• _DOCUMENT_:
[START]

This page attempts to teach Bash scripting from a data-driven, or task-oriented approach. Regional weather data was downloaded for around two weeks from NOAA. The goal of the commands on this page is to parse the data using simple scripting techniques.
These lessons assume you have a Biowulf account and are working within a temporary, local scratch disk on a node. Any changes made to the downloaded files during the session will be lost unless the files are copied to your own /home or /data directory!
Getting started
Log into Biowulf:
ssh user@biowulf.nih.gov
Make sure you are running Bash:
echo $0
Allocate an interactive session with local scratch space so that I/O operations on the data are as fast as possible. This command assumes you are already logged into Biowulf. By default, you will have access to 2 CPUs and 1.5GB of RAM. The session will last for 8 hours.
sinteractive --gres=lscratch:5
Copy the data into the local scratch space.
cd /lscratch/$SLURM_JOB_ID mkdir bash_class cd bash_class cp -R /data/classes/bash/* . tar -C data -x -z -f data/weather_data.tgz
If you are not on Helix or Biowulf, you can download the data using either wget or curl.

[END]

• _PROBLEMS TO WORK ON_:
A. According to the Bash scripting page, how long does the interactive session last?
B. Render the records as a Markdown table with the columns Row and Line, starting with the first line of the records and going on through the line with "point(746, 525)". Give each line a row number and leave out blank lines.
The records that follow have no connection to the Bash scripting page.

• _DATASET RECORDS_:
[START]

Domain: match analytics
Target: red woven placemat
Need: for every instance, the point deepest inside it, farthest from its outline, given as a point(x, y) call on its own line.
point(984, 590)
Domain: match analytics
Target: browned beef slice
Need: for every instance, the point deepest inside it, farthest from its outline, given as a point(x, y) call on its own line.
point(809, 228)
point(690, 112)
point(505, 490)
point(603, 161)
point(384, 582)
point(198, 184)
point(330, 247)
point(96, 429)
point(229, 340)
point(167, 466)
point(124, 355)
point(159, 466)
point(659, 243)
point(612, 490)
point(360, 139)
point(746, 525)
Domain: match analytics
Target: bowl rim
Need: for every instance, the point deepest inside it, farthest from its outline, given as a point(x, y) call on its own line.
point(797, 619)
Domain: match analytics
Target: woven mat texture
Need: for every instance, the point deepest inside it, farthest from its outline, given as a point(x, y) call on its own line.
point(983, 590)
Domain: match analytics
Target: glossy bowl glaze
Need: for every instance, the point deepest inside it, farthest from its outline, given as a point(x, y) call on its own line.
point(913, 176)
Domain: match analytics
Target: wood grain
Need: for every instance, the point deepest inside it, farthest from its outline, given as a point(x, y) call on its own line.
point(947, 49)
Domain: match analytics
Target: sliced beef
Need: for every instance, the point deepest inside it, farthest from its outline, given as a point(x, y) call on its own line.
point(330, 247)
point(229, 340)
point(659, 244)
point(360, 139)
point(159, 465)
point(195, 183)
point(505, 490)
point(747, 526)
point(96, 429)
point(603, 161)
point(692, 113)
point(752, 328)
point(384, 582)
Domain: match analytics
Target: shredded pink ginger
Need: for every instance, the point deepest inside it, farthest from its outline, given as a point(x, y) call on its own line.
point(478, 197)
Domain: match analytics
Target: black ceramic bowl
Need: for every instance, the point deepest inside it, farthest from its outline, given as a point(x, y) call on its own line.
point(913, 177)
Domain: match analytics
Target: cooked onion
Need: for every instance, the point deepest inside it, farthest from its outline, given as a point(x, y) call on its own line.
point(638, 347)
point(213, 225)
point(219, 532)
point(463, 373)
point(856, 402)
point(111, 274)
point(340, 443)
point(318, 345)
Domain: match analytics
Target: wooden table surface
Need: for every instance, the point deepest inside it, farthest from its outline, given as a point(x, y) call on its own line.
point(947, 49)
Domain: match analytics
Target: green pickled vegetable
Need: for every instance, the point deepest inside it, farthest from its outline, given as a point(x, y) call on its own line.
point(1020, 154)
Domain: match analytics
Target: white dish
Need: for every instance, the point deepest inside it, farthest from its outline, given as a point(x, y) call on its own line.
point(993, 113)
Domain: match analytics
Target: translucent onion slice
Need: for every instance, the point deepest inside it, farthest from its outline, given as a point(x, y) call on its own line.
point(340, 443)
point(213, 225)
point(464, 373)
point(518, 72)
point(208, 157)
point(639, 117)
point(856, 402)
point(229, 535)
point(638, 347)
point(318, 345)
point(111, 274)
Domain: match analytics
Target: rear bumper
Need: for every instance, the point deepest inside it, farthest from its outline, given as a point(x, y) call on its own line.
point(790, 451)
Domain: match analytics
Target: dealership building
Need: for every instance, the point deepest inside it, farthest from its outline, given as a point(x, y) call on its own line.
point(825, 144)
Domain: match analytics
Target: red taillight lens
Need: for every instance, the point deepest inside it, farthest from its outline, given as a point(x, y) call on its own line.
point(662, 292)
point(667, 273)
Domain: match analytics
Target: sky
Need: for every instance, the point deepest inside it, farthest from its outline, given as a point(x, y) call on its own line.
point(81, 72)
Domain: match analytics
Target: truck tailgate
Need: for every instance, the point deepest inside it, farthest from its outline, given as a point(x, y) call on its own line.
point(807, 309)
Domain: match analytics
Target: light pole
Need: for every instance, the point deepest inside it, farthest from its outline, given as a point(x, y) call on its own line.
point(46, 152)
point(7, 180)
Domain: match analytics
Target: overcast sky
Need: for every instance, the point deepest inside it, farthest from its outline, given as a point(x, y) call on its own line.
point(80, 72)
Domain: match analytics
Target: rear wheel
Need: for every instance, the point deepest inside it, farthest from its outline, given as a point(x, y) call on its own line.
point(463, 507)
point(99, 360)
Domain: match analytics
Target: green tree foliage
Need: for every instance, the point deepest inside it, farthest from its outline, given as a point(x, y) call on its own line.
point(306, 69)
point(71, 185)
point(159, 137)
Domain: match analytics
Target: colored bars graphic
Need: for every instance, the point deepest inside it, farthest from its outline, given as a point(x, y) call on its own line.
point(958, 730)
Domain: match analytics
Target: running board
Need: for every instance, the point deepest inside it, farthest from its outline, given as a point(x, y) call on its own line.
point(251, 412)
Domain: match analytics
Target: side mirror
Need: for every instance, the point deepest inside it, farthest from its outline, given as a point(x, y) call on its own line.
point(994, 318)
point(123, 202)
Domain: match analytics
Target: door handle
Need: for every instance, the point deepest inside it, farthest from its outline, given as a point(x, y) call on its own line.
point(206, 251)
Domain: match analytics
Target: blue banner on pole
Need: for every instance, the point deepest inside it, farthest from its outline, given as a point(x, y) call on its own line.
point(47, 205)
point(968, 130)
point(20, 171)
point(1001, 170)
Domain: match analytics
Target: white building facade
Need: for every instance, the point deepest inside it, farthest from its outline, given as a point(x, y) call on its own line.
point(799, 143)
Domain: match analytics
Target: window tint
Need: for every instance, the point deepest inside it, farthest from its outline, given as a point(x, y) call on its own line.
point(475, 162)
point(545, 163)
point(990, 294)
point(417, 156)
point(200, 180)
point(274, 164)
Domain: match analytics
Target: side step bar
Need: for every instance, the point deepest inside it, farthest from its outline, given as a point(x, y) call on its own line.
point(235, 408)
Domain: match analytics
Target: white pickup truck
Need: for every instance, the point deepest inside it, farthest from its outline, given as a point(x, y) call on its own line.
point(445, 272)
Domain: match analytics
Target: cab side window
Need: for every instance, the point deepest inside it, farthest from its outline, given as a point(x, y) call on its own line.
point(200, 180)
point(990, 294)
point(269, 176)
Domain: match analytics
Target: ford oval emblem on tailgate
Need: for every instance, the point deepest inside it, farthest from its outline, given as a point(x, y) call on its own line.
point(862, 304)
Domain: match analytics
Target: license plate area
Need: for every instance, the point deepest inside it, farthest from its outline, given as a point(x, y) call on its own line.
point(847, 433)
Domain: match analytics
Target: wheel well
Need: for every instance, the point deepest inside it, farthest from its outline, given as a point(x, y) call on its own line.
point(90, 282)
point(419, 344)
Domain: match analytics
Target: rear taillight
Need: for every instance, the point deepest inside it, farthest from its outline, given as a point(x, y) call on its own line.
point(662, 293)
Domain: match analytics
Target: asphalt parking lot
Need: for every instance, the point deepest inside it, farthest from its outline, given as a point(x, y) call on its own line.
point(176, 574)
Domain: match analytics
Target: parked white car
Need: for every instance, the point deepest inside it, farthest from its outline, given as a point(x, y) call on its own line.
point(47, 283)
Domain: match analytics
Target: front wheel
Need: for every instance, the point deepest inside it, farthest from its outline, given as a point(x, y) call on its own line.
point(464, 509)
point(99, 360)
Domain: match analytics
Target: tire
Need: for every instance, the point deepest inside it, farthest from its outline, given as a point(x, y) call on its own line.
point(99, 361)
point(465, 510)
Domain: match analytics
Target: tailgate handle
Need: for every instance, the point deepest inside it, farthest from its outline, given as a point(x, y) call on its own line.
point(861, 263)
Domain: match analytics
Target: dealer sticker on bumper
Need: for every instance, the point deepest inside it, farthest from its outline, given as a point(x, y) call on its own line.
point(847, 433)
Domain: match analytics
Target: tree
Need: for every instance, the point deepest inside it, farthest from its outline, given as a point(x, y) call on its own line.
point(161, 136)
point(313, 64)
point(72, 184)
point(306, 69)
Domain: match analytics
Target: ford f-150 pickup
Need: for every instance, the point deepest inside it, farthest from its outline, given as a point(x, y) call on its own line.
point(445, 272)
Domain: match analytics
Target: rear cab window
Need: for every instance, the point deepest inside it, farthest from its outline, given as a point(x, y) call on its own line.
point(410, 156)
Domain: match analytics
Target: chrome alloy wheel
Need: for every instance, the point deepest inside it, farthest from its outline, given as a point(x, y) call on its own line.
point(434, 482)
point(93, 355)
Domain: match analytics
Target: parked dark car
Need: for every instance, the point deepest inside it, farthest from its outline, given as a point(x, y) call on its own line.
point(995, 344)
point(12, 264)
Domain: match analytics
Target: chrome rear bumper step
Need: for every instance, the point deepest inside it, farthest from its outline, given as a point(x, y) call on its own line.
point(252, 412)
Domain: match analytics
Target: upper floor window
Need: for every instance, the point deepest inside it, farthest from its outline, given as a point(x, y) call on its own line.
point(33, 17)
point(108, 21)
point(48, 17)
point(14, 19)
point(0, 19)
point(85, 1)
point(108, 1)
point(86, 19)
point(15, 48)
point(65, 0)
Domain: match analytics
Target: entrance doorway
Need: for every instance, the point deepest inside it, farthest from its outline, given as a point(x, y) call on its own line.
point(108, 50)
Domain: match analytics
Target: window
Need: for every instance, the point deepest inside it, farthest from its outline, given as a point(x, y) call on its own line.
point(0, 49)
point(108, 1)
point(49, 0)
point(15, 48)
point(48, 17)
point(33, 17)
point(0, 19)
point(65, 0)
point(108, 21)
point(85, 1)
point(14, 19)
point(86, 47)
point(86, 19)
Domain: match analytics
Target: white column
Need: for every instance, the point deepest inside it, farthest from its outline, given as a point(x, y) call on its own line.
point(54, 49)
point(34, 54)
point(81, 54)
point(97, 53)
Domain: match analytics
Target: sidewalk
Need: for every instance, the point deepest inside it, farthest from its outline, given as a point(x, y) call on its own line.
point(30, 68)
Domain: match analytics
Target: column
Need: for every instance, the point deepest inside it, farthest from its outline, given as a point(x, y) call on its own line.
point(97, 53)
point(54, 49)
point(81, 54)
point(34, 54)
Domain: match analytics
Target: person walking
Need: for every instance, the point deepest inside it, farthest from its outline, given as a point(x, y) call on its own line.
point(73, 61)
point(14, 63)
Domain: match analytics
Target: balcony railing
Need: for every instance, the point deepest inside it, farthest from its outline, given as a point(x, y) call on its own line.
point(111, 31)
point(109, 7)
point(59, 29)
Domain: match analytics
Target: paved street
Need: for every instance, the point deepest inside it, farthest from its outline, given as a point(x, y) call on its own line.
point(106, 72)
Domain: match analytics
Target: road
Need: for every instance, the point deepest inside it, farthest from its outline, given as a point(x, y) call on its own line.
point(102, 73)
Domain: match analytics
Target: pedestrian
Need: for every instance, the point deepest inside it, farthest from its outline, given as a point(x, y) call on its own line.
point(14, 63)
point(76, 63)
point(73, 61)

[END]

• _LIST OF SOLUTIONS_:
A. 8 hours

B.
| Row | Line |
|---|---|
| 1 | Domain: match analytics |
| 2 | Target: red woven placemat |
| 3 | Need: for every instance, the point deepest inside it, farthest from its outline, given as a point(x, y) call on its own line. |
| 4 | point(984, 590) |
| 5 | Domain: match analytics |
| 6 | Target: browned beef slice |
| 7 | Need: for every instance, the point deepest inside it, farthest from its outline, given as a point(x, y) call on its own line. |
| 8 | point(809, 228) |
| 9 | point(690, 112) |
| 10 | point(505, 490) |
| 11 | point(603, 161) |
| 12 | point(384, 582) |
| 13 | point(198, 184) |
| 14 | point(330, 247) |
| 15 | point(96, 429) |
| 16 | point(229, 340) |
| 17 | point(167, 466) |
| 18 | point(124, 355) |
| 19 | point(159, 466) |
| 20 | point(659, 243) |
| 21 | point(612, 490) |
| 22 | point(360, 139) |
| 23 | point(746, 525) |